*WHAT TO DO*
Write out again, please, the records below from the first line to the line holding "target | white rose flower", inclusive, and nothing else.
::::
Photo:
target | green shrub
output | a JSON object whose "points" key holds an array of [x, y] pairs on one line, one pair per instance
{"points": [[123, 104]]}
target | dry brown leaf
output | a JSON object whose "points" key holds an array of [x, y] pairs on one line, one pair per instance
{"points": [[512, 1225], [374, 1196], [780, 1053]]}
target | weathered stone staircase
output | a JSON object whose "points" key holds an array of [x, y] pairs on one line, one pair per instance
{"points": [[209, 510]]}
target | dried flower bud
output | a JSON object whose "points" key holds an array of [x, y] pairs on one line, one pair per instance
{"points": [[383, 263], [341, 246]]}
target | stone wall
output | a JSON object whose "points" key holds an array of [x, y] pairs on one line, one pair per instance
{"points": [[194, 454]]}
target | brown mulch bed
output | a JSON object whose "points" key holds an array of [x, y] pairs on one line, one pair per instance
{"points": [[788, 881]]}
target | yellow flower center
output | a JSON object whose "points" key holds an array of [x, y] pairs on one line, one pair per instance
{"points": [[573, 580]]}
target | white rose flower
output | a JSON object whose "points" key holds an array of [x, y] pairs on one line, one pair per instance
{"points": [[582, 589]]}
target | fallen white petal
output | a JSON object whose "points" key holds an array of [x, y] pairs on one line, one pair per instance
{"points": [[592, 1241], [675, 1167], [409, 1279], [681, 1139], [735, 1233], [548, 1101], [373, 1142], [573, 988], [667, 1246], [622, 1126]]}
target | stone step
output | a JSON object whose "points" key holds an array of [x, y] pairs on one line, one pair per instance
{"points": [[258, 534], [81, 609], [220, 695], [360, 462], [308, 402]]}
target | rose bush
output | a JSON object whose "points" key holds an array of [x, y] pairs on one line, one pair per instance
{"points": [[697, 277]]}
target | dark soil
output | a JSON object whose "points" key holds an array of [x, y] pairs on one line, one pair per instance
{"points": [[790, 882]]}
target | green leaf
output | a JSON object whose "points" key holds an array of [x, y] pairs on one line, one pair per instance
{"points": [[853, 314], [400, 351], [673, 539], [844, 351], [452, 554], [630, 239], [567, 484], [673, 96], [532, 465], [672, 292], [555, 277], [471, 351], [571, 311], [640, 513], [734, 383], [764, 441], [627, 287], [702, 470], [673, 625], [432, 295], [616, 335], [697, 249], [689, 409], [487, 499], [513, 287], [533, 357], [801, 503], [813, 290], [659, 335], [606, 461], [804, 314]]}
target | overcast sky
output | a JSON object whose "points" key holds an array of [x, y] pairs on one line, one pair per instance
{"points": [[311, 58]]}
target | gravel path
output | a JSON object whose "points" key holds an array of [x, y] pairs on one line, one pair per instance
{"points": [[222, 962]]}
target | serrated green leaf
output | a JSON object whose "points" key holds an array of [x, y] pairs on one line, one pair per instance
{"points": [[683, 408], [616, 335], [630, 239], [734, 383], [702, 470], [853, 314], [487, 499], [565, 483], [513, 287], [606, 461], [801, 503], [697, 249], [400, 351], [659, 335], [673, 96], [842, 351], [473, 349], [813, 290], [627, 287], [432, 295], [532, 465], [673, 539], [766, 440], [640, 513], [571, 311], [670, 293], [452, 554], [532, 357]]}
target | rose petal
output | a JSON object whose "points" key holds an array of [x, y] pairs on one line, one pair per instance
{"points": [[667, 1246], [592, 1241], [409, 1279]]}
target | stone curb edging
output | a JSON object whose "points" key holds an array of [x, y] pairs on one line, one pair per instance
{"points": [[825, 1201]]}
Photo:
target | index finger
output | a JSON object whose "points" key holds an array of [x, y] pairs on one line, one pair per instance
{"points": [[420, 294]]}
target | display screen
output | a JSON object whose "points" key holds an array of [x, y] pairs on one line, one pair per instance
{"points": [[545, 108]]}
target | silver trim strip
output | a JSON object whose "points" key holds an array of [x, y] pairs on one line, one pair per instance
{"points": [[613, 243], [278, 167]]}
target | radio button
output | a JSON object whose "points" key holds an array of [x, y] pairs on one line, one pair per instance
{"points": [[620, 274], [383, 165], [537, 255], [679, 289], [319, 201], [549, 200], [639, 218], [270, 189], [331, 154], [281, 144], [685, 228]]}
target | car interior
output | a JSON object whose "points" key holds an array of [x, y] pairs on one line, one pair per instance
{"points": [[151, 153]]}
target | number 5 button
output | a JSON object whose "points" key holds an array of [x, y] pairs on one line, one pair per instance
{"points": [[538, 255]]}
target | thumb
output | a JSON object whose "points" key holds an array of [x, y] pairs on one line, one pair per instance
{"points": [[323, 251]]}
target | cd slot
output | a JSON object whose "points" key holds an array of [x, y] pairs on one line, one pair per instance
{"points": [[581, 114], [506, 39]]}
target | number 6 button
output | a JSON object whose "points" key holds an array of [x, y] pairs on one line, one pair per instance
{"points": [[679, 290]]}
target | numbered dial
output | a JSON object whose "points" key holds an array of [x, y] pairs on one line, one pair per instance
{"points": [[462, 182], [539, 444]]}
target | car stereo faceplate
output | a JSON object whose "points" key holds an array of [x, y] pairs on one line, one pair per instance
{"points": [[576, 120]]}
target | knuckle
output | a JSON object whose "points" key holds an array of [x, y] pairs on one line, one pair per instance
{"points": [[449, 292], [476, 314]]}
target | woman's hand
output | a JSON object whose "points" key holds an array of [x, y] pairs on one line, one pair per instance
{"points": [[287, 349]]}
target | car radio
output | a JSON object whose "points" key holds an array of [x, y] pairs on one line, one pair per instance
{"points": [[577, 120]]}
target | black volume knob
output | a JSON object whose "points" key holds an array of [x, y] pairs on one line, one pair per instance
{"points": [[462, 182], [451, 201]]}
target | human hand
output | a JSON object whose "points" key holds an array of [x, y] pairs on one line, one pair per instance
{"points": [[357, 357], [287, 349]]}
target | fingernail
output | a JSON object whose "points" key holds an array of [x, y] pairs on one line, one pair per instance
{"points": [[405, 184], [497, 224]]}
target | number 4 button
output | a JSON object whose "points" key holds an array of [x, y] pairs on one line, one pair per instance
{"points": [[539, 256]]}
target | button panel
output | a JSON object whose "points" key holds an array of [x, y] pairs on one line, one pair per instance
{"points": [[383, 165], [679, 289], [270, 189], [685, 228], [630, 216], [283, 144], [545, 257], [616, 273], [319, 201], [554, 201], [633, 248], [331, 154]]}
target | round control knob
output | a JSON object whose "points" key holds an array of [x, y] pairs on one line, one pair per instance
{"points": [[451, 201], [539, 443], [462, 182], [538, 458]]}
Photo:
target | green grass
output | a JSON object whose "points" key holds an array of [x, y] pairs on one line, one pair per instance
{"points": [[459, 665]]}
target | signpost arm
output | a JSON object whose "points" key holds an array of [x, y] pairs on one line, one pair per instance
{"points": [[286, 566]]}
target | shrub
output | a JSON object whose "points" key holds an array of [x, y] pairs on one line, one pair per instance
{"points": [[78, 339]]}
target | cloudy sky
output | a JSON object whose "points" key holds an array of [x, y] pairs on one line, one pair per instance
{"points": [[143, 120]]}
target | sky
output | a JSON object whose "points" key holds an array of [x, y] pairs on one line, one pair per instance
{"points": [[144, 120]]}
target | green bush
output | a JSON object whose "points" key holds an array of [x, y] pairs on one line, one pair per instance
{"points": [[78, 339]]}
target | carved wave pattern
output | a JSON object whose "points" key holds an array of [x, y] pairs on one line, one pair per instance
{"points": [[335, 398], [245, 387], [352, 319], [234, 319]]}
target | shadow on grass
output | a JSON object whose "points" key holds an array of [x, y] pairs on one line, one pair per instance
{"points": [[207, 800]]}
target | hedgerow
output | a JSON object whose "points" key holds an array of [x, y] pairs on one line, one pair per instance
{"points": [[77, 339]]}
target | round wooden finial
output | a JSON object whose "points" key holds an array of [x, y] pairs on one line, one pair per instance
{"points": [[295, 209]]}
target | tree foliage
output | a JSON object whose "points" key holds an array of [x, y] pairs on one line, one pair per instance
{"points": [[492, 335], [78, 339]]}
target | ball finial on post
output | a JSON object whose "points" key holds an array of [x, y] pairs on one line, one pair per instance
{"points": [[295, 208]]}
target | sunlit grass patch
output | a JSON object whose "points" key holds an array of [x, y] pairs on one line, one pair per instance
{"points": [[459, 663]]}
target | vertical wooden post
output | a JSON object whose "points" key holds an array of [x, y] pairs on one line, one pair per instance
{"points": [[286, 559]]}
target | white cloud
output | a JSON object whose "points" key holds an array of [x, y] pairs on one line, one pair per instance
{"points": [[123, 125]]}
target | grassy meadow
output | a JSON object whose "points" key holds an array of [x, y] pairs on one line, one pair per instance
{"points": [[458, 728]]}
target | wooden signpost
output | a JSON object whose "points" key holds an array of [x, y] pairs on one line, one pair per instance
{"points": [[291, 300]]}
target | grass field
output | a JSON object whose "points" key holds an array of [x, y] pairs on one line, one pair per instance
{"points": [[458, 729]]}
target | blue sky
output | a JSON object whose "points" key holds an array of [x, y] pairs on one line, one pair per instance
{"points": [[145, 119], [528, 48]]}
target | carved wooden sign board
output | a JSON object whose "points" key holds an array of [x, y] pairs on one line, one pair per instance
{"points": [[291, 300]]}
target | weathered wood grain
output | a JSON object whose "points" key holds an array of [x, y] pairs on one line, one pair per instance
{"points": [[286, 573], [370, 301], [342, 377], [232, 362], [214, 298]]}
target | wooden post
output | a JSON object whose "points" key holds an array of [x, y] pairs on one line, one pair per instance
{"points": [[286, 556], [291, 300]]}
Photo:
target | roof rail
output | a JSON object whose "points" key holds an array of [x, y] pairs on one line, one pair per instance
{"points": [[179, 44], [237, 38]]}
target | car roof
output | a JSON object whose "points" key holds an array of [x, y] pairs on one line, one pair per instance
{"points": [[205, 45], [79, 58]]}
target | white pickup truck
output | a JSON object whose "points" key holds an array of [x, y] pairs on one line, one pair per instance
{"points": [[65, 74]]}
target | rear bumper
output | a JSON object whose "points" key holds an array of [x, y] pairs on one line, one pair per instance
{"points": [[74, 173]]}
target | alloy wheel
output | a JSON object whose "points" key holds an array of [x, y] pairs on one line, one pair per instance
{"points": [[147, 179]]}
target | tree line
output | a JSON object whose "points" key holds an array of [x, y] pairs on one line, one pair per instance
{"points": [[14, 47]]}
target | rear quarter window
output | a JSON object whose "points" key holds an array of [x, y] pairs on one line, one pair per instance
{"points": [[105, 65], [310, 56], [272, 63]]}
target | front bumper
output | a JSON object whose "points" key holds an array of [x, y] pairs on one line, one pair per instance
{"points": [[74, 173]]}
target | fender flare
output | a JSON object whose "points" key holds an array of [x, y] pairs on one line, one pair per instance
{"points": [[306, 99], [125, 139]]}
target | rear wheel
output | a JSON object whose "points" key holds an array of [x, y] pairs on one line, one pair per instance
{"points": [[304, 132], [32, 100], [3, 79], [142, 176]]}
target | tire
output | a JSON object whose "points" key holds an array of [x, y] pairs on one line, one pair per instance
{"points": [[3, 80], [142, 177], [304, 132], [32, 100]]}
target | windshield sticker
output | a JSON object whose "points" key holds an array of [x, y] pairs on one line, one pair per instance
::::
*SOLUTION TO THIS PROBLEM*
Photo:
target | green shrub
output | a JSON object whose "points" key holds an array of [x, y] pairs on one line, one pair per instance
{"points": [[123, 104]]}
target | dry brown leaf
output | a JSON object whose "points" key holds an array of [x, y] pairs on one line, one pair per instance
{"points": [[512, 1225], [374, 1196], [780, 1053]]}
target | weathered stone staircase
output | a JSON object whose "points" key holds an array of [x, y] pairs on one line, one pair per instance
{"points": [[209, 510]]}
target | dried flower bud
output | a JSON object whose "points" key holds an array of [x, y] pairs on one line, one pair per instance
{"points": [[383, 263], [341, 246]]}
target | stone wall
output | a JSON object whose "points" key holds an array of [x, y] pairs on one line, one pair per instance
{"points": [[194, 454]]}
target | brown mulch bed
output | a JSON object whose "points" key holds an array of [x, y] pairs on one line, one pair per instance
{"points": [[788, 881]]}
target | yellow flower center
output | a JSON object whose "points" key holds an array of [x, y] pairs on one line, one pair per instance
{"points": [[573, 580]]}
target | white rose flower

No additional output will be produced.